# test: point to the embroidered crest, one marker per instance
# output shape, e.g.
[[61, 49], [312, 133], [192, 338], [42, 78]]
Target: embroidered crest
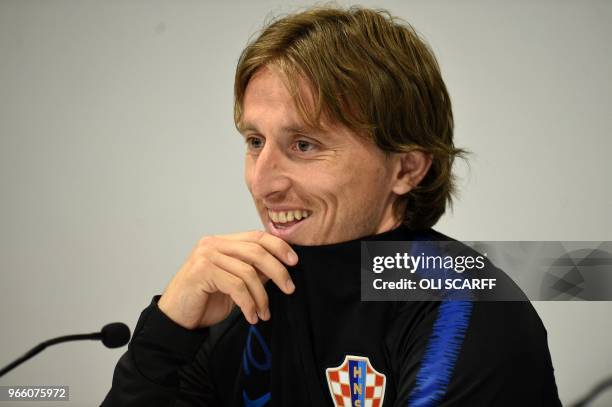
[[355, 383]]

+++

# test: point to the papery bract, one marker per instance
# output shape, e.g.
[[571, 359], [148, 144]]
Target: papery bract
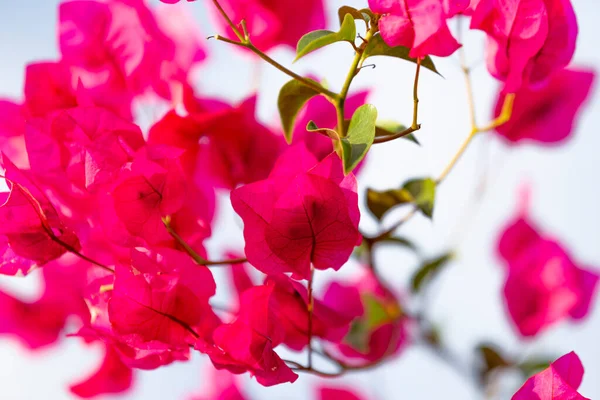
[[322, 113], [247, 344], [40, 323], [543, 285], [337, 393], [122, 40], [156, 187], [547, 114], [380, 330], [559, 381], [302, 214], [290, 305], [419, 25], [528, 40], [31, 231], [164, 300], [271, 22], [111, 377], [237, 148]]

+++

> [GIVEN TASK]
Rewrite the records starting at the line containing "# test: point to the papery" and ending with the line containing "377], [237, 148]]", putting "petal" wherever "bract" appears and changing nothing else. Omit the pictures from your answer.

> [EXERCISE RESULT]
# test: point to the papery petal, one marker per instance
# output shape, e.g.
[[571, 359], [148, 144]]
Target: papery petal
[[322, 113], [247, 344], [40, 323], [543, 285], [337, 393], [122, 40], [156, 187], [547, 114], [380, 330], [559, 381], [302, 214], [290, 305], [419, 25], [528, 40], [31, 231], [164, 300], [271, 22], [111, 377], [237, 148]]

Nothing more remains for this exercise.